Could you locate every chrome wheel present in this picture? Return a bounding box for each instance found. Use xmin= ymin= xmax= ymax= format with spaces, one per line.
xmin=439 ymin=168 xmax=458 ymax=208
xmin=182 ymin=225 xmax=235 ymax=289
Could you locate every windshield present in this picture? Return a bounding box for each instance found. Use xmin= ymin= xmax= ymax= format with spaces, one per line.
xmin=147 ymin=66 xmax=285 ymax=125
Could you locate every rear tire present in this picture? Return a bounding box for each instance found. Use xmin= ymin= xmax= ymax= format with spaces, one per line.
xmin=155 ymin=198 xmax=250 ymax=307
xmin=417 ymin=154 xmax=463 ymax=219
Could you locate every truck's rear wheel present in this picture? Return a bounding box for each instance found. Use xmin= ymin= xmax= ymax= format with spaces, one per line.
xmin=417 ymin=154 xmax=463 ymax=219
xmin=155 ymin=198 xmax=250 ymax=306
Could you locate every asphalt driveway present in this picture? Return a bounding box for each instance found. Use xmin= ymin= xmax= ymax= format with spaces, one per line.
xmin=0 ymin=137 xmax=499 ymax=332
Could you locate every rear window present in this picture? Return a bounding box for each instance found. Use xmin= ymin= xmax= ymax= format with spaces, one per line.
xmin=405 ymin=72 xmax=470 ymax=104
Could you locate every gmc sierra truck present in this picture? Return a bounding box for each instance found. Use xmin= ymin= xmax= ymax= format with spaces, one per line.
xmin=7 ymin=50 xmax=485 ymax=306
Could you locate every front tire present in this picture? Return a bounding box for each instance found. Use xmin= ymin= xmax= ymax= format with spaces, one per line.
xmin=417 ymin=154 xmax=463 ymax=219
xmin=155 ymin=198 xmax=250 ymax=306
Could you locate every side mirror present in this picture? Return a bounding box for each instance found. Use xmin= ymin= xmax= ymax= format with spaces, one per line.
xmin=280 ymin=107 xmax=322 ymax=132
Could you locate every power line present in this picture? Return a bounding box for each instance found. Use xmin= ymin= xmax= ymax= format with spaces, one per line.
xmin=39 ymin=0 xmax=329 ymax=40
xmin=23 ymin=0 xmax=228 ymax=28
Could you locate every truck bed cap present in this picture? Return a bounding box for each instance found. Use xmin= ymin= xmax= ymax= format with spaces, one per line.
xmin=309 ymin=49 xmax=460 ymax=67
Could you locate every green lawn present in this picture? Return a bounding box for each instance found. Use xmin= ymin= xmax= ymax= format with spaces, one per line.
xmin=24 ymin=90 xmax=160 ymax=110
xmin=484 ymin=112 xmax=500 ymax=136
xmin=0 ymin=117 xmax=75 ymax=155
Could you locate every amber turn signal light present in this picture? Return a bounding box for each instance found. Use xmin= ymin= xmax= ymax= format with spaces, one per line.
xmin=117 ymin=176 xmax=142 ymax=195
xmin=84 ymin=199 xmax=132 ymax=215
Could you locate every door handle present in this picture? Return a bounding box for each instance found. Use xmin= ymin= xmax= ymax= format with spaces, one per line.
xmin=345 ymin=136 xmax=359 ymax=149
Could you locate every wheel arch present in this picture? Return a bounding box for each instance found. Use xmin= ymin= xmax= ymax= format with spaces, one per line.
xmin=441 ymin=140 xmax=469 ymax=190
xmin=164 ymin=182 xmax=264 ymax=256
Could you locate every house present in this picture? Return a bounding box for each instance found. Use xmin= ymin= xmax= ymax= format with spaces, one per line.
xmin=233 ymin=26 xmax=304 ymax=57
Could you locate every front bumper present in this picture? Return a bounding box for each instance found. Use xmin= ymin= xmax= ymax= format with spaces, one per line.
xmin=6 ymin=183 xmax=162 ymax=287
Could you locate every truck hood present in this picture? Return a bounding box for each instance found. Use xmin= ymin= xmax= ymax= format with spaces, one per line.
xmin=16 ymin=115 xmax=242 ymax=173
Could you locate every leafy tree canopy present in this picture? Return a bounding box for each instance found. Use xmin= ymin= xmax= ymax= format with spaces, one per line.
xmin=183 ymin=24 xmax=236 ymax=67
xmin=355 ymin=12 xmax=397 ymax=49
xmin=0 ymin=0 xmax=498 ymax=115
━━━━━━
Without leaving anything out, retype the material exactly.

FINISHED TASK:
Could you locate every chrome wheel present in this picture? Return a bounding box for each instance found. Use xmin= ymin= xmax= ymax= format with spaces, one per line.
xmin=439 ymin=168 xmax=458 ymax=208
xmin=182 ymin=225 xmax=235 ymax=289
Could you locate every windshield present in this picture? Return a bounding box for each instance found. Use xmin= ymin= xmax= ymax= format with spaces, one per line.
xmin=147 ymin=66 xmax=285 ymax=125
Could you locate every rear tire present in this picture? Return a bounding box for each instance found. Use xmin= ymin= xmax= ymax= format with spaces, one per line.
xmin=155 ymin=198 xmax=250 ymax=307
xmin=417 ymin=154 xmax=463 ymax=219
Could you locate every truck's rear wheel present in this picture? Return a bounding box for each instance found. Use xmin= ymin= xmax= ymax= format with spaces, one per line.
xmin=417 ymin=154 xmax=463 ymax=219
xmin=155 ymin=198 xmax=250 ymax=306
Could you locate every asphalt driveway present in this picture? Return a bounding box for each instance found. Use xmin= ymin= xmax= ymax= format with spaces, one per line.
xmin=0 ymin=137 xmax=499 ymax=332
Could you locate every rear window present in this picture? Return a bounding box for each instance found. Use xmin= ymin= xmax= ymax= format with spaces, one per line.
xmin=405 ymin=72 xmax=470 ymax=104
Could you locate every gmc sierra truck present in this picture? Return a bounding box for each instance found. Use xmin= ymin= xmax= ymax= format with spaces, one per line.
xmin=7 ymin=50 xmax=485 ymax=306
Could you locate every front tire present in this picture? Return a bounding box for each instance found. Use xmin= ymin= xmax= ymax= format with spaces, one per line.
xmin=417 ymin=154 xmax=463 ymax=219
xmin=155 ymin=198 xmax=250 ymax=306
Could you locate every side mirror present in this picture? Return a bounding box for each instance found. Use xmin= ymin= xmax= ymax= format with spaces, one per line.
xmin=280 ymin=107 xmax=322 ymax=132
Could you locate every power line present in this picture? Return a bounding box for each instance found. Use xmin= ymin= xmax= ymax= format with spaces, one per line.
xmin=39 ymin=0 xmax=329 ymax=40
xmin=23 ymin=0 xmax=228 ymax=28
Could you locate every truck bed cap present in this picture? Return a bounding box for each instance found. Use xmin= ymin= xmax= ymax= format with spaces, one per line.
xmin=309 ymin=49 xmax=460 ymax=67
Could you locate every green lawn present in this picture? Return a bounding box for each instance found. Use xmin= ymin= xmax= ymax= format with spaces, one per line.
xmin=24 ymin=90 xmax=160 ymax=110
xmin=484 ymin=112 xmax=500 ymax=136
xmin=0 ymin=117 xmax=75 ymax=155
Could you locate every amber turn signal light present in this picture? Return a bounding box for each instance found. Use xmin= ymin= xmax= ymax= format with spaces, one per line.
xmin=117 ymin=176 xmax=142 ymax=195
xmin=84 ymin=199 xmax=132 ymax=215
Could you locate every door handle present in this picture? Return a bounding box for each instance found. Use xmin= ymin= xmax= ymax= format with spaces, one per line.
xmin=345 ymin=136 xmax=359 ymax=149
Could you locate every wheel arch present in this picture? Return a bounding box for each instance found. Use xmin= ymin= xmax= ymax= format with spaces, one per line.
xmin=441 ymin=140 xmax=469 ymax=190
xmin=164 ymin=182 xmax=264 ymax=256
Could you locate every house present in this picture? Return a bounding box for each instance found. Use xmin= ymin= xmax= ymax= format with spaces, one per line.
xmin=233 ymin=26 xmax=304 ymax=57
Could you locate every front bumper present in this picture? Return a bounding box for each instance found. Use xmin= ymin= xmax= ymax= format with spaces, one per line.
xmin=6 ymin=183 xmax=162 ymax=287
Could you locate every truck hood present in this picture? Return a bounding box for each instance found. Use xmin= ymin= xmax= ymax= format with spaces, one per line.
xmin=16 ymin=115 xmax=242 ymax=173
Could you locate every leafy tree canopy present in this picture? Return a bounding box for each instance found. Use xmin= ymin= xmax= ymax= format with spaces, one per line.
xmin=183 ymin=24 xmax=236 ymax=67
xmin=355 ymin=12 xmax=397 ymax=49
xmin=0 ymin=0 xmax=498 ymax=115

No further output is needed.